■ **Source passage**
..........

Prove that $\cos{x} \cdot \cos{\sqrt{3}x} = 1$ has exactly one solution at $x=0$ 
Prove that $\cos{x} \cdot \cos{\sqrt{3}x} = 1$ has exactly on solution at $x=0$

I've recently asked a question on periodicity of the $f(x) = \cos{x}\cdot\cos{\sqrt{3}x}$
One of my statements was: 

But this equation has only one solution at $x=0$

No prove of that was given in the OP since that statement was based on W|A numerical solution of the equation. A comment by @fleehood was added with a suggestion to prove that. And that is actually something I'm trying to do.
I've given it a try with analyzing Taylor series expansion for $\cos{x}$ and $\cos{\sqrt{3}x}$:
$$
f(x) = \cos{x} \cdot \cos{\sqrt{3}x} = \left( 1-\frac{x^2}{2!} + \frac{x^4}{4!} - \frac{x^6}{6!}+\ldots \right) \times \\ \times \left(1-\frac{(\sqrt{3}x)^2}{2!} + \frac{(\sqrt{3}x)^4}{4!} - \frac{(\sqrt{3}x)^6}{6!}+\ldots\right) = 1
$$
In order to find some pattern I've expanded several terms and eventually got a monstrous polynomial. I have to somehow prove that the polynomial has only one solution, but I'm not sure how to do that given infinite terms.

..........

■ **Listing**
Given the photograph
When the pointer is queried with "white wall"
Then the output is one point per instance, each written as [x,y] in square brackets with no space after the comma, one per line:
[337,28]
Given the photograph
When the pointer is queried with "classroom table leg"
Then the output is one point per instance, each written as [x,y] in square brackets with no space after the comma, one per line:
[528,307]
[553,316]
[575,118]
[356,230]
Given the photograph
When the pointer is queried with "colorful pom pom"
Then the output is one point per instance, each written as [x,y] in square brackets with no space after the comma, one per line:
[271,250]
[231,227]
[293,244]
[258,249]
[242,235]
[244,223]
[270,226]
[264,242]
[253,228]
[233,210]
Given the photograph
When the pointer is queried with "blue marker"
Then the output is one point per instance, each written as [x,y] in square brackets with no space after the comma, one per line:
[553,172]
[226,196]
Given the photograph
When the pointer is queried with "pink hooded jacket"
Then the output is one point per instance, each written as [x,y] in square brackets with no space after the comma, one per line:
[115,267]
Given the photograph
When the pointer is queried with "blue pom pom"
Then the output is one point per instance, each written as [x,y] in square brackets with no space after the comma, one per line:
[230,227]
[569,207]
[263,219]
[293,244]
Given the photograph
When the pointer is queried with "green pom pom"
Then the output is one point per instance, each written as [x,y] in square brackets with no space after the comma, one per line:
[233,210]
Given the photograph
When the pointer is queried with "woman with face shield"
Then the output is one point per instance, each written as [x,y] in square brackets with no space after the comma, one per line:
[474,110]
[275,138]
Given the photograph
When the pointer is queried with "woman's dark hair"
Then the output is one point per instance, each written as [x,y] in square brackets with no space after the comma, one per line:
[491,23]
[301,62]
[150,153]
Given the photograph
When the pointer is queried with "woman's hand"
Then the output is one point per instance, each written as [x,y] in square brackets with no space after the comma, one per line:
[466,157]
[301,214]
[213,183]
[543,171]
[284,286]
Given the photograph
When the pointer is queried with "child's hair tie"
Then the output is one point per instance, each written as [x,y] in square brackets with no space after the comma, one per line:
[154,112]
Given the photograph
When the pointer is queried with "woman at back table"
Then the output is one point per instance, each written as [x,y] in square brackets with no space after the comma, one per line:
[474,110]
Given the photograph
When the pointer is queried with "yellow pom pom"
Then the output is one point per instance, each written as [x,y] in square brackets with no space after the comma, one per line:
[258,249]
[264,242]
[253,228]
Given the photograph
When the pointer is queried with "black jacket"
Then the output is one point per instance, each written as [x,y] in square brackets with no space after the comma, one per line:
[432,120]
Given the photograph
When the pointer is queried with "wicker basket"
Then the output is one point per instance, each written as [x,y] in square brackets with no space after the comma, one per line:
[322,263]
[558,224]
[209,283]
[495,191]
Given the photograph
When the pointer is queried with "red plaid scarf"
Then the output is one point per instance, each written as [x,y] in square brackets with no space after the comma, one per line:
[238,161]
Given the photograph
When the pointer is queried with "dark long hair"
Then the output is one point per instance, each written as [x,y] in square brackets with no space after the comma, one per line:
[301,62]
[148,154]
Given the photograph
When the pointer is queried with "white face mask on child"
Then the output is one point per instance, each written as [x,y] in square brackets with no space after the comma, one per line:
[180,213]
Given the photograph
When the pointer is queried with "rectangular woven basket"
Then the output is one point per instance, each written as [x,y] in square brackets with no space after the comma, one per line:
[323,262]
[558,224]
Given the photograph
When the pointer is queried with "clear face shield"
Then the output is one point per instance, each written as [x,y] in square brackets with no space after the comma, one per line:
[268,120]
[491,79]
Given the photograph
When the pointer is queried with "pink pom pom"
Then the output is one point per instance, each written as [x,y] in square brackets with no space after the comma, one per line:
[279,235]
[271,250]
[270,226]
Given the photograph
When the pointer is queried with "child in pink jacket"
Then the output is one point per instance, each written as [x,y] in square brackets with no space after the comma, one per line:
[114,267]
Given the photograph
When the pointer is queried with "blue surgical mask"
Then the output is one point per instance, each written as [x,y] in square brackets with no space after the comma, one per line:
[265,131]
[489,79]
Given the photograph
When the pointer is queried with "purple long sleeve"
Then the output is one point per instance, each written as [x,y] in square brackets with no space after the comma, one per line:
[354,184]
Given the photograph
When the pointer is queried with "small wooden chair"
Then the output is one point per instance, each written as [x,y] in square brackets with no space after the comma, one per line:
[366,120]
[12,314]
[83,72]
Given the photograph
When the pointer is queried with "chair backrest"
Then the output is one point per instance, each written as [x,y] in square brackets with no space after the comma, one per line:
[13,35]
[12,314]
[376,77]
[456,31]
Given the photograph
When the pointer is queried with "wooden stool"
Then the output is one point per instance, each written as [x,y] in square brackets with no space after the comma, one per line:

..........

■ **Stated goal**
Resume the forum post about proving that the cosine product equals 1 only at zero, starting right after its last sentence. The entries come from a separate source.

■ **Response to this exercise**
There may be other ways to prove that, so any ideas are appreciated.
 A: As $|\cos y|\le1$ the only way $\cos x\cos\sqrt3 x=1$ is if
$\cos x=\cos\sqrt3x=\pm1$. This means that $x=m\pi$ is an integer multiple
of $\pi$ and $\sqrt 3x=n\pi$ is also an integer multiple of $\pi$.
If $x\ne0$ that implies $\sqrt3=n/m$.
A: Let $ \cos a \cos b=1$. Then $\cos b \ne 0$ and $\cos a = \frac{1}{\cos b}$.
Hence $| \cos a|= \frac{1}{|\cos b|} \ge 1.$
This gives $ \cos a = \cos b = \pm 1$.
Hence $a,b \in  \pi \mathbb Z$.
Can you proceed ?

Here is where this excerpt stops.